====== SELECTED EXCERPT

Poll:FIREcalc real world feedback

FIREcalc vs. Reality

  • I'm on FIRE!

    Votes: 7 15.6%
  • I'm cautiously optimistic.

    Votes: 16 35.6%
  • I'm falling and I can't get up.

    Votes: 0 0.0%
  • It's too soon to tell.

    Votes: 22 48.9%

  • Total voters
    45
  • Poll closed .
Thanks for posting. $386K at the end of 10 years would be scary for me. This is why eliminating withdrawal amounts for discretionary spending during down markets is important, if only for psychological purposes (at least for me). According to no less than 5 calculators, I won't have to reduce withdrawals no matter what the market does, but I probably will anyway. A couple years of missed or reduced vacations is worth it when your PF is evaporating, IMO. I hadn't used ******** in a while, and am glad to see you can now model variable spending. Very helpful.

============
====== PROVIDED DATA

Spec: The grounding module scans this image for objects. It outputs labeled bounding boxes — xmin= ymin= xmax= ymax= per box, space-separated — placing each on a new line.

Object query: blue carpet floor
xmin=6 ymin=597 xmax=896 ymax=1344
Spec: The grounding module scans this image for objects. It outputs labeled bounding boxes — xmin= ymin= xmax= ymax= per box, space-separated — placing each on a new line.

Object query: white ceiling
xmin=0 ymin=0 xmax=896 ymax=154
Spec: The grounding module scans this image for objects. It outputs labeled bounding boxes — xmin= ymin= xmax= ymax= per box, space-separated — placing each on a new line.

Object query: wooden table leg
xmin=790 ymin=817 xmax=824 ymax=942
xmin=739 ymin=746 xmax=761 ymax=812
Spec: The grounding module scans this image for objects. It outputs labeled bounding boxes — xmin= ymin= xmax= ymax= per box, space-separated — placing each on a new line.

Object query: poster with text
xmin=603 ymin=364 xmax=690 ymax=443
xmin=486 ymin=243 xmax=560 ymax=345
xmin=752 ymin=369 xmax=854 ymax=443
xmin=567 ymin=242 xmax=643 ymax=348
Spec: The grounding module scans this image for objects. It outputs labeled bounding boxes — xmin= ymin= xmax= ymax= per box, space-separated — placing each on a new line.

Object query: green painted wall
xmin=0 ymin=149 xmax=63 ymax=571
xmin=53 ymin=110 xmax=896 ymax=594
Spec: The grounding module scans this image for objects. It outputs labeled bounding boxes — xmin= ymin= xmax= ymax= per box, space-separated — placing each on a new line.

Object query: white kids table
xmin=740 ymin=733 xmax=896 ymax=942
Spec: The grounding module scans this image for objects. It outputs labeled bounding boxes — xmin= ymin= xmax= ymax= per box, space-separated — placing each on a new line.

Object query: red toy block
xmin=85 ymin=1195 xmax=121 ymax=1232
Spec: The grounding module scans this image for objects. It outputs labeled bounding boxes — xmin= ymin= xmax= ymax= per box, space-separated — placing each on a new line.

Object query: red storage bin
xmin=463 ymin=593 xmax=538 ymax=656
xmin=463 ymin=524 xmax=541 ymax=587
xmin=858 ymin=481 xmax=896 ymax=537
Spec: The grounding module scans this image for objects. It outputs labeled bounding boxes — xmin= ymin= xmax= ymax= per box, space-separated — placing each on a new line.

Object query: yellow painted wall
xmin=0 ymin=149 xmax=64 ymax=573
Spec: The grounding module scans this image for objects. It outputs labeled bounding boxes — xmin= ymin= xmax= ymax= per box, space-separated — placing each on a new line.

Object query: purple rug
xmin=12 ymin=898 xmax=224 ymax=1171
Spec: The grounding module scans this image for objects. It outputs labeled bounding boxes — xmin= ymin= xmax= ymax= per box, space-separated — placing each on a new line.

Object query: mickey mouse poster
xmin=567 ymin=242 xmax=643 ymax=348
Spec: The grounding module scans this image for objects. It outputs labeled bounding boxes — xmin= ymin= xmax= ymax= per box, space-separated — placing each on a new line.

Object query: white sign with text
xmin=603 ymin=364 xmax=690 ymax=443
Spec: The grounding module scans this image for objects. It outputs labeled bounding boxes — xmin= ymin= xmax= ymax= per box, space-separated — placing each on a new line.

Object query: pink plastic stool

============

PROBLEM SET →
1/ In the FIREcalc poll, how many votes did the option "It's too soon to tell." get?
2/ Reproduce the FIREcalc poll page word for word, starting at "Votes: 16 35.6%" and ending at "Poll closed .".

TASK ANSWERS →
1/ 22 votes (48.9%).

2/
Votes: 16 35.6%
  • I'm falling and I can't get up.

    Votes: 0 0.0%
  • It's too soon to tell.

    Votes: 22 48.9%

  • Total voters
    45
  • Poll closed .